### Page text
If by now this is all starting to sound pretty concerning, the more conscientious among you might well be thinking about reading up on the negotiations to better inform yourselves as to what’s happening. Well good luck with that. Only “consolidated texts”, i.e. agreed post-negotiation positions are available for reading, only to people who are MEPs and initially only at special “reading rooms” in the European Parliament. This potentially left Cypriot MEPs in today’s hyperconnected world facing the ridiculous situation of a 7,000 km round trip from Nicosia to Brussels and back just to read what their own organisation was doing. Extra “reading rooms” have since opened in US embassies in EU countries but – if you’ll allow us to mix metaphors for a moment – that really is just scratching the tip of the iceberg in terms of openness. In fact as the Titanic found out the hard way, just scratching the tip of the iceberg can lead to a lot more openness than this. Not content with keeping discussions between themselves a secret, how are the two sides when it comes to disclosing what external lobbyists are asking of them? Not much better judging by this comically redacted document from British American Tobacco.
And if you needed any convincing that British American Tobacco or Philip Morris, who are also lobbying the TTIP negotiators, are hiding anything other than good intentions behind those pages of black highlighter, watch their names crop up in John Oliver’s explanation of the shitstorm they kicked up that time Australia introduced plain cigarette packaging.
The final issue is one which Oliver touched on there, that of companies suing governments. TTIP aims to introduce something called Investor-State Dispute Settlements, whose acronym is ISDS, one third more evil than IDS, but only three quarters of the evil of ISIS. The ISDS essentially sets up a corporate court where businesses could sue governments if legislation, for example putting health warnings on tobacco, the phasing out nuclear power plants or the raising of the minimum wage, hurt their profits.
This is also the main cause for concern for supporters of the NHS who believe that the ISDS provisions could allow private companies to sue the government if it attempted to bring any outsourced areas back into public hands, essentially exposing the service to full-scale privatization.
Some people are inherently less concerned about the whole thing, arguing safety will not be impacted. Others point to the fact that France for example has already had their arts industry protected from the ISDS and that the NHS could be similarly exempt even though that doesn’t seem to have happened yet. The EU’s Trade Commissioner has said she will work to address citizens’ concerns, but even she may be up against it. For what it’s worth the EU has felt concerned enough about the negative press the deal has generated to produce a handy pamphlet attempting to debunk most of the points we’ve just made. Some of the language seems less than reassuring, the fact we won’t be “forced” to import hormone-injected beef doesn’t preclude the possibility that it would still be allowed. For the moment, what the EU seems to be saying about the deal is “C’mon… just the TTIP”.

### What you will do
#1 Answer these questions from the text on TTIP.
(a) Where were the special reading rooms for consolidated texts first set up?
(b) What is the full name behind the acronym ISDS?
(c) Which country has already had its arts industry protected from the ISDS?
#2 Resume the piece on TTIP after its final sentence.
The data plays no part in anything asked here.

### Information given
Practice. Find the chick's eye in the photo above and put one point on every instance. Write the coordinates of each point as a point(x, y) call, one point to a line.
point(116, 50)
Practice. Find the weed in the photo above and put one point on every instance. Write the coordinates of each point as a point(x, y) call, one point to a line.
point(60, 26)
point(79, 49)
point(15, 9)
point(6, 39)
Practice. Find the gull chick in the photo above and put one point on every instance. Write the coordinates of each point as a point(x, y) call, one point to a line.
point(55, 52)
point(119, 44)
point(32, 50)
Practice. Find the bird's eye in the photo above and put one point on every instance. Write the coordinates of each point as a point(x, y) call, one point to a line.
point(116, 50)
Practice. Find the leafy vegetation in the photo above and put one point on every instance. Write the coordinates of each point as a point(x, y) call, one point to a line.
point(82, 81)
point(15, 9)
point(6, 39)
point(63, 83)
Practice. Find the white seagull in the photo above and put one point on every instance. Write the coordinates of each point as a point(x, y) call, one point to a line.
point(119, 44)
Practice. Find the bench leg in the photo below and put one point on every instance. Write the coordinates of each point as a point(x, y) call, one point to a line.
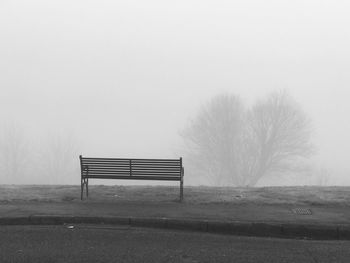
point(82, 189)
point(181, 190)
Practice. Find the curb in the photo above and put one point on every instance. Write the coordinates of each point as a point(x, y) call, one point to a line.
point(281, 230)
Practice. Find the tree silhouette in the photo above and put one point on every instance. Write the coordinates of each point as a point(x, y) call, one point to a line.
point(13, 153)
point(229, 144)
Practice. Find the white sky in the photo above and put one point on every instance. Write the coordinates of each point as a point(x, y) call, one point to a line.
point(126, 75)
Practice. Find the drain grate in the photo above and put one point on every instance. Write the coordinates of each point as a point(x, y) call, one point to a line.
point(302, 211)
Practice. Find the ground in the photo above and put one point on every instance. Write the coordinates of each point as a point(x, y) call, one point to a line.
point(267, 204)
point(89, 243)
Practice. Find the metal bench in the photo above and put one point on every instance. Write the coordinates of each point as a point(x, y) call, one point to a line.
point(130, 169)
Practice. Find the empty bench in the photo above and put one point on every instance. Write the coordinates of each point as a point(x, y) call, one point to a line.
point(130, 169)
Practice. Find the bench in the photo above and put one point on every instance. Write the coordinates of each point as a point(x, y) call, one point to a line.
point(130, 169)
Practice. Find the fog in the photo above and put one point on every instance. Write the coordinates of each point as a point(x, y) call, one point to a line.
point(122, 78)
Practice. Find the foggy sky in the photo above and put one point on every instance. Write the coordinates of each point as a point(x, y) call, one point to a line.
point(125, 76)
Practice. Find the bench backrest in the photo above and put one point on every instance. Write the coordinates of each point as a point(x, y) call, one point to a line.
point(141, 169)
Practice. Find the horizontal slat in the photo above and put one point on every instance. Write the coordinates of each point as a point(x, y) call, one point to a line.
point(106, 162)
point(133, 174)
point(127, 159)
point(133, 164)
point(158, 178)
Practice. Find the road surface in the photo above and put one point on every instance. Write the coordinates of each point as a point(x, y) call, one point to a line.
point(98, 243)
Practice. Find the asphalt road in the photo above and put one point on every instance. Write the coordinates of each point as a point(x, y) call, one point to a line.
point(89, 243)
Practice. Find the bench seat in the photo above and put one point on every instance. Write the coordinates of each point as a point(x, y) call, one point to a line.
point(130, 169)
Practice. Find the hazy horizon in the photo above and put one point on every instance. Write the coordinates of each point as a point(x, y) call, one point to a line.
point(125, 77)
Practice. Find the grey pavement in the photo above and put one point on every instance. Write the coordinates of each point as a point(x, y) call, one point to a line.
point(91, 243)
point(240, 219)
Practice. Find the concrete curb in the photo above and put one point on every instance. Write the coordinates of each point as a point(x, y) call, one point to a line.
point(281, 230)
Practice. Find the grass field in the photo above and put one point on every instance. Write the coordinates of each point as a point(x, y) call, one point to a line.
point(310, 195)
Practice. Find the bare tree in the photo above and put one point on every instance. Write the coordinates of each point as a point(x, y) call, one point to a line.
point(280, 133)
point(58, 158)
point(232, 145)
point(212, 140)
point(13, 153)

### In response
#1
(a) In the European Parliament.
(b) Investor-State Dispute Settlements.
(c) France.

#2
It’s all oddly reminiscent of the salami tactics – that is, slice by slice – as enunciated in a different context by the ever relevant Yes, Prime Minister.
If that seems too much like ancient history, cast your mind back to the turn of the century. When tuition fees were first introduced to England in 1998, ministers at the time said they would only be £1,000. Before long they had tripled to £3,000. When the coalition government came to power in 2010 they were raised again, despite the Lib Dems having vowed not to do so. We were told that they would increase to £6,000 or £9,000 in only the most special of cases. Suddenly, every university – much like the overparented Generation Y-ers attending them – thought they were special and £9,000 became the norm. Nick Clegg’s act of YouTube contrition hardly made up for the betrayal and his party suffered accordingly at the 2015 general election.
Will TTIP pan out the same way in the years ahead? It’s hard to believe otherwise based on past performances. One could draw parallels with negotiations surrounding the Maastricht treaty, in which Britain was afforded opt-outs from the chapters on social policy and the adoption of the Euro, provisions which have essentially been upheld. But they were negotiations between national governments, under pressure from the public and the press to achieve something tangible from one of the most controversial issues of the day. Now, as Britain gears up to re-fight the battles of twenty years ago, all eyes will be on our tussle with Europe rather than the deals being done by secretive committees behind closed doors.
It’s perhaps time to use the EU for the one thing it can do well – block bargaining – and put pressure on all those involved to get the best deal possible, rather than selling their citizens’ way of life for a few extra pounds, euros, kronor or lei.